SELECTED PASSAGE:
== == ==
Friday, July 11, 2008

July 1, 2008

CSA Newsletter
July 1, 2008

When the finance of crop production is considered together with that of the various social services which are needed to repair the consequences of an unsound agriculture, and when it is borne in mind that our greatest possession is a healthy, virile population, the cheapness of artificial manures disappears altogether. In the years to come chemical manures will be considered as one of the greatest follies of the industrial epoch. The teachings of the agricultural economists of the period will be dismissed as superficial.
Sir Albert Howard from An Agricultural Testament (1943) (p. 205)


Happy July! Hard to believe…

The Harvest
1# salad greens
½# spinach
¼# arugula (not everyone will get)
1.5oz basil (lettuce leaf, red rubin, lemon, sweet)
Pac choi
Jalapeno
1 bunch scallions (Deep Purple Bunching, or Evergreen Hardy White)
1 bunch radish (not everyone will get)
1 bunch Purple Top turnips (not everyone will get)
Eggplant (not everyone will get)
Tomatoes (not everyone will get)
Cucumber (not everyone will get)
Edible Flowers (not everyone will get)

Edible Flowers – what to do with those beauties?! Dress up a salad (after you have put the salad dressing on). Put them on a dessert, a cheese plate, or float in a chilled soup! So many things to do with them…

The News
You will notice that the flea beetles got to the pac choi. I cover the salad greens and all cabbages with floating row covers to hide them from the flea beetles – but it doesn’t always work. So….that’s who made those little holes in your pac choi. I guess it’s all about sharing some times.
== == ==
DATA EXCERPT:
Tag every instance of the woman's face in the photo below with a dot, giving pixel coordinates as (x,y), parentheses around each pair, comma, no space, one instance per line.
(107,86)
== == ==
PROBLEM DESCRIPTION:
Answer these about the CSA newsletter:
1. According to the quoted passage, how will chemical manures be considered in the years to come?
2. How much spinach is in the harvest?
3. Which crop do the flea beetles get to, according to the news section?

THE REPLY:
1. As one of the greatest follies of the industrial epoch.
2. Half a pound (½#).
3. The pac choi, leaving little holes in it.